◆ **WHAT IS EXPECTED**: Reproduce the records that follow without alteration, apart from removing the pictures.

RECORDS FOR PROCESSING below:

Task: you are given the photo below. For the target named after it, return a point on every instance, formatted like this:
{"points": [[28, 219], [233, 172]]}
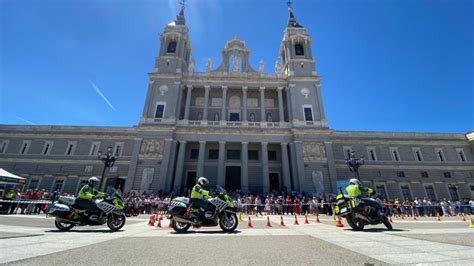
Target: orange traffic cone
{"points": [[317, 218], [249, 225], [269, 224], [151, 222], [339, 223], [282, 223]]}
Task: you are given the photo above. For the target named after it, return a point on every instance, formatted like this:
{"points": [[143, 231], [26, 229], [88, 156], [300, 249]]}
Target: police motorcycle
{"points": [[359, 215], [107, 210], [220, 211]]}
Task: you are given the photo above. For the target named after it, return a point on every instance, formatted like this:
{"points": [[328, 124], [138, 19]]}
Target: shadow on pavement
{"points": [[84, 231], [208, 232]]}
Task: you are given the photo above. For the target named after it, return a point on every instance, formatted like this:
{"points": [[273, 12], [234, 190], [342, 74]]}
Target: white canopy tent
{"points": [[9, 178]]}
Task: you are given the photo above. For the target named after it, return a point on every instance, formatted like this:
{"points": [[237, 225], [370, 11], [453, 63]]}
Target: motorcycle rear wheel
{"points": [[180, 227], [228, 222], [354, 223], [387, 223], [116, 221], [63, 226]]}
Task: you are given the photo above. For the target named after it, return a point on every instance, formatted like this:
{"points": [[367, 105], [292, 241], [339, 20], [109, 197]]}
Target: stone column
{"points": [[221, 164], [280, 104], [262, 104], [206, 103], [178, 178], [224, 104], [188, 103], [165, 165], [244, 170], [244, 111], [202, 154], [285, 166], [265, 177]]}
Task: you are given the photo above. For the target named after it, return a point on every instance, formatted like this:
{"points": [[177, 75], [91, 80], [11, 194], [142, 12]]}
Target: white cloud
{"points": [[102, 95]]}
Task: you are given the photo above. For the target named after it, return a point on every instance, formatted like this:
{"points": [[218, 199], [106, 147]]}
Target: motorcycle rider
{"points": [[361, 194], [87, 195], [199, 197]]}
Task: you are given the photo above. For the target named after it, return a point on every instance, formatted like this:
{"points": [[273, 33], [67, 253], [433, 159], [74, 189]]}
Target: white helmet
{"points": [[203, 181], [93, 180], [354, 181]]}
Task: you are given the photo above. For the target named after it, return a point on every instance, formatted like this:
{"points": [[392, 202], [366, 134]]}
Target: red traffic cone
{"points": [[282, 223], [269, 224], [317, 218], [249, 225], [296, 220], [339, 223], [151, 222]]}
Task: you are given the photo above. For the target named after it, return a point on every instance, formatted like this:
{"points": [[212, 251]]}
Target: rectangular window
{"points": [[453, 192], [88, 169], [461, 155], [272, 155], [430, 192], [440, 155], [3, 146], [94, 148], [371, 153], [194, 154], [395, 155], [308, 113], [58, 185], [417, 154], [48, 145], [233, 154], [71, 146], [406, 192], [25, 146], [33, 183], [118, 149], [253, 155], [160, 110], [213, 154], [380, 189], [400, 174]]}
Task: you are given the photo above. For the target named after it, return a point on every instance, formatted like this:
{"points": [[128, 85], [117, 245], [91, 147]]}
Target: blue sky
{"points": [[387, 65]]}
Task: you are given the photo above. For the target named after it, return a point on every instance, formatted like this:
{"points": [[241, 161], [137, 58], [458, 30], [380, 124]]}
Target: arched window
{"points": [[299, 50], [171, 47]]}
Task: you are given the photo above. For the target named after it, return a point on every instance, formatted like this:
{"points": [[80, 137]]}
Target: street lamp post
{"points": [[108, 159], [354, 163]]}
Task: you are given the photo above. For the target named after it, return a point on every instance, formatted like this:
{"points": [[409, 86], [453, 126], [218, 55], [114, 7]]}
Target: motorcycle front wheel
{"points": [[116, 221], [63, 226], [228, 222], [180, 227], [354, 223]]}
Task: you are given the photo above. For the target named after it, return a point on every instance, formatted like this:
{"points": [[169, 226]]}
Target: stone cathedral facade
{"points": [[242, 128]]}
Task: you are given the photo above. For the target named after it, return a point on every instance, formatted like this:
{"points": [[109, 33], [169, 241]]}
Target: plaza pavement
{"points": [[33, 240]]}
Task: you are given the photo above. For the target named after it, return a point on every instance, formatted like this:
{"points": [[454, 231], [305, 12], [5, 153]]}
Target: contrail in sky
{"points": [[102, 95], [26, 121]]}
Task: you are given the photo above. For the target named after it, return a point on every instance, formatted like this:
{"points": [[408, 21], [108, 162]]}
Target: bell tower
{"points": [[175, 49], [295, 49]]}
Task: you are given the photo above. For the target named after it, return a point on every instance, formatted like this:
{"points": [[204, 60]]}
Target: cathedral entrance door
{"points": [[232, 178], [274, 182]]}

End of RECORDS FOR PROCESSING.

◆ **RESPONSE FOR THIS EXERCISE**:
Task: you are given the photo below. For the target named after it, return a point on every instance, formatted like this:
{"points": [[28, 219], [233, 172]]}
Target: orange traffic cone
{"points": [[317, 218], [249, 225], [269, 224], [151, 222], [339, 223], [282, 223]]}
Task: you are given the photo above. For the target named after it, return a point on every instance, formatted like this:
{"points": [[143, 231], [26, 229], [88, 156], [300, 249]]}
Target: police motorcycle
{"points": [[359, 215], [107, 210], [220, 211]]}
Task: you are given the photo above. For the target named after it, return a point on every instance, formatted like this:
{"points": [[328, 124], [138, 19]]}
Target: shadow on pavement
{"points": [[84, 231], [208, 232]]}
Task: you are given the photo above. For the target named after it, return a point on every instance, formatted like this:
{"points": [[273, 12], [234, 190], [342, 74]]}
Target: white canopy tent
{"points": [[9, 178]]}
Task: you are given the photo above. For the target named after it, return a point on every instance, formatted like this:
{"points": [[237, 225], [370, 11], [453, 63]]}
Target: motorcycle rear wheel
{"points": [[180, 227], [228, 222], [354, 223], [387, 223], [116, 221], [63, 226]]}
Task: you are given the photo above. For the target named after it, return a point on every instance, formatted like this:
{"points": [[367, 105], [292, 241], [339, 20], [109, 197]]}
Target: stone column
{"points": [[221, 164], [280, 104], [262, 104], [206, 103], [178, 178], [224, 104], [188, 103], [165, 165], [244, 170], [244, 111], [202, 154], [285, 166], [265, 177]]}
Task: you are given the photo above. For the target named after it, return a point on every instance, formatted like this:
{"points": [[177, 75], [91, 80], [11, 194], [142, 12]]}
Target: white cloud
{"points": [[102, 95]]}
Task: you are given the photo above. For the target named after it, return a point on every instance, formatted like this:
{"points": [[218, 199], [106, 147]]}
Target: motorcycle rider
{"points": [[361, 194], [87, 195], [199, 197]]}
Task: you are given the photo above. For the target named after it, return a point on every instance, formatted like this:
{"points": [[273, 33], [67, 253], [433, 159], [74, 189]]}
Target: white helmet
{"points": [[203, 181], [93, 180], [354, 181]]}
Task: you are given the photo above. For the target named after it, return a point on every instance, formatted like this:
{"points": [[392, 202], [366, 134]]}
Target: red traffic cone
{"points": [[282, 223], [269, 224], [317, 218], [249, 225], [296, 220], [339, 223], [151, 222]]}
Task: you are given the photo above. For the target named after it, return a point on every instance, formatted like this:
{"points": [[212, 251]]}
Target: rectangular window
{"points": [[453, 192], [88, 169], [461, 155], [272, 155], [430, 192], [440, 155], [3, 146], [94, 148], [371, 153], [194, 154], [395, 155], [308, 113], [58, 185], [417, 154], [48, 145], [233, 154], [71, 146], [406, 192], [25, 146], [33, 183], [118, 149], [253, 155], [160, 110], [213, 154], [380, 189], [400, 174]]}
Task: you are given the photo above. For the target named after it, return a point on every instance, formatted like this:
{"points": [[128, 85], [117, 245], [91, 147]]}
Target: blue sky
{"points": [[387, 65]]}
Task: you are given the photo above. For the target named after it, return a point on every instance, formatted like this:
{"points": [[241, 161], [137, 58], [458, 30], [380, 124]]}
Target: arched window
{"points": [[299, 50], [171, 47]]}
Task: you are given the photo above. For the target named after it, return a point on every instance, formatted like this:
{"points": [[80, 137]]}
Target: street lamp post
{"points": [[108, 159], [354, 163]]}
Task: you are given the photo above. For the target named after it, return a point on every instance, formatted like this:
{"points": [[409, 86], [453, 126], [218, 55], [114, 7]]}
Target: motorcycle front wheel
{"points": [[116, 221], [63, 226], [228, 222], [180, 227], [354, 223]]}
Task: you are given the photo above. For the target named after it, return a point on every instance, formatted like this:
{"points": [[169, 226]]}
Target: stone cathedral facade
{"points": [[242, 128]]}
Task: you are given the photo above. For the target named after it, return a point on every instance, formatted like this:
{"points": [[109, 33], [169, 241]]}
Target: plaza pavement
{"points": [[33, 240]]}
Task: you are given the photo above. For the target named after it, return a point on every instance, formatted like this:
{"points": [[454, 231], [305, 12], [5, 153]]}
Target: contrail in sky
{"points": [[102, 95], [26, 121]]}
Task: you are given the photo above. For the target named after it, return a point on every instance, formatted like this:
{"points": [[408, 21], [108, 162]]}
Target: bell tower
{"points": [[175, 49], [295, 49]]}
Task: you are given the photo above. For the target named after it, return a point on every instance, formatted like this:
{"points": [[204, 60]]}
Target: cathedral entrance door
{"points": [[232, 178], [274, 182]]}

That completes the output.